[Stored items]
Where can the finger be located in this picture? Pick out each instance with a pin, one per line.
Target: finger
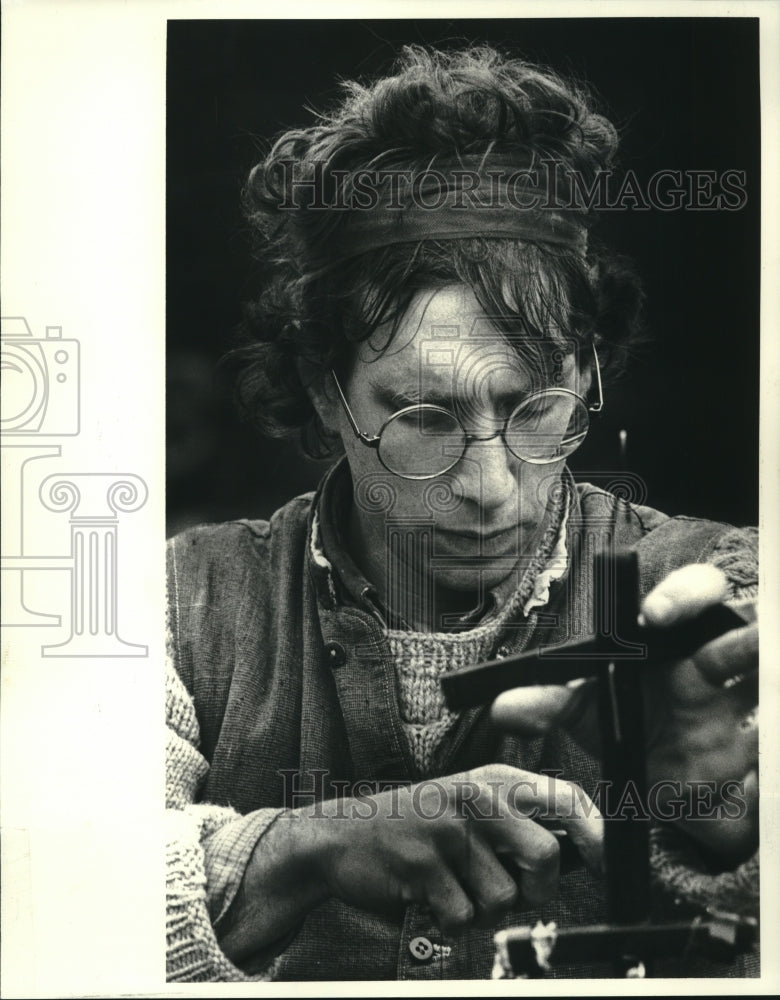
(731, 655)
(532, 711)
(535, 853)
(684, 593)
(491, 888)
(567, 804)
(447, 900)
(733, 836)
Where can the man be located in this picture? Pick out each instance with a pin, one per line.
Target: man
(434, 310)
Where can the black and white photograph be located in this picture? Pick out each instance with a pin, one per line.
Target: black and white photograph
(490, 290)
(390, 465)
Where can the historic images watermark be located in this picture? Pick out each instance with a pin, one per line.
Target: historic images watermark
(547, 186)
(668, 800)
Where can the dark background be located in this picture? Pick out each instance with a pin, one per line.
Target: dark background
(685, 95)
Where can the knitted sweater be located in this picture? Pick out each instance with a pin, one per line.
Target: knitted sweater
(210, 845)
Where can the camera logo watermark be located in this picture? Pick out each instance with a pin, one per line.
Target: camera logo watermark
(41, 402)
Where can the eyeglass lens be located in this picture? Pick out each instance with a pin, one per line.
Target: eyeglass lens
(424, 441)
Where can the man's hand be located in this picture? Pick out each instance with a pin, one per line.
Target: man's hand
(699, 720)
(441, 843)
(464, 846)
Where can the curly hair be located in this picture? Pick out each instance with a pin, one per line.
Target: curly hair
(438, 106)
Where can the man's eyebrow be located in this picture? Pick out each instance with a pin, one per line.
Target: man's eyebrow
(394, 397)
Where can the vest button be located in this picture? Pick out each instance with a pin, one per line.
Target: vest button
(421, 949)
(335, 653)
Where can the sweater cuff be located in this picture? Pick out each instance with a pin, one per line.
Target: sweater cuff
(193, 953)
(226, 854)
(682, 873)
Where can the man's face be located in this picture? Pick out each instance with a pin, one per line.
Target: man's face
(487, 509)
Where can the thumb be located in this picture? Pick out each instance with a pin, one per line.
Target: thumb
(533, 711)
(684, 593)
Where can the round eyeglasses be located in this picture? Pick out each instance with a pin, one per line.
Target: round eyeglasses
(423, 441)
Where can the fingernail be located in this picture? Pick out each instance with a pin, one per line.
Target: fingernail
(659, 608)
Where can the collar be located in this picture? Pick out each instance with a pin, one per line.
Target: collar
(342, 582)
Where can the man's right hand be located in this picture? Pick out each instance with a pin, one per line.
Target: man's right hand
(439, 843)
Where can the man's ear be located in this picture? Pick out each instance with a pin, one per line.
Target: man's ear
(322, 393)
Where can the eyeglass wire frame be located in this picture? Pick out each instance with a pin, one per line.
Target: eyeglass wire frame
(372, 441)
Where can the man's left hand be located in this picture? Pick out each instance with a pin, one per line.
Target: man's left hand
(700, 720)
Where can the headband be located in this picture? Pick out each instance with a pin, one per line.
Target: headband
(475, 196)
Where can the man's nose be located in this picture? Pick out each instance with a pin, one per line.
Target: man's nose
(488, 472)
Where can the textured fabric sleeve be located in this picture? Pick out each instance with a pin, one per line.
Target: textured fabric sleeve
(736, 553)
(207, 851)
(677, 865)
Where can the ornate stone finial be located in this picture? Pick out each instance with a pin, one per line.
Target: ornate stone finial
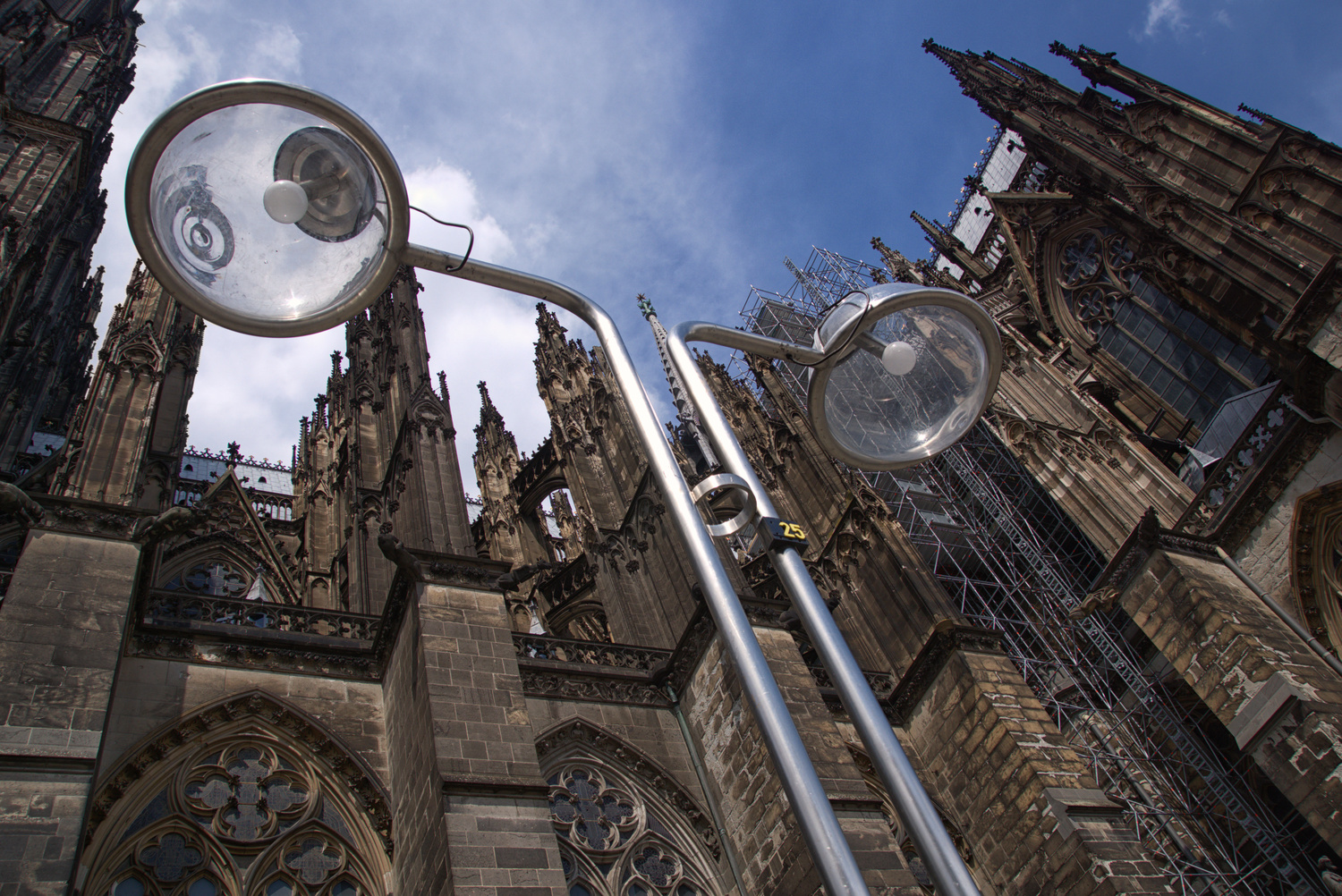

Work task >> The response should hold only an exact retyping of the lines from the beginning of the data through the line containing "Where can the man be", both ends kept, pictures omitted.

Exercise result >>
Where can the finger be located in this picture? Pick out each instance with a pin, one per line.
Target: finger
(731, 655)
(532, 711)
(535, 853)
(684, 593)
(491, 888)
(567, 804)
(447, 900)
(733, 836)
Where can the man be located in this picture? Pick out each instance with a pin, one per line.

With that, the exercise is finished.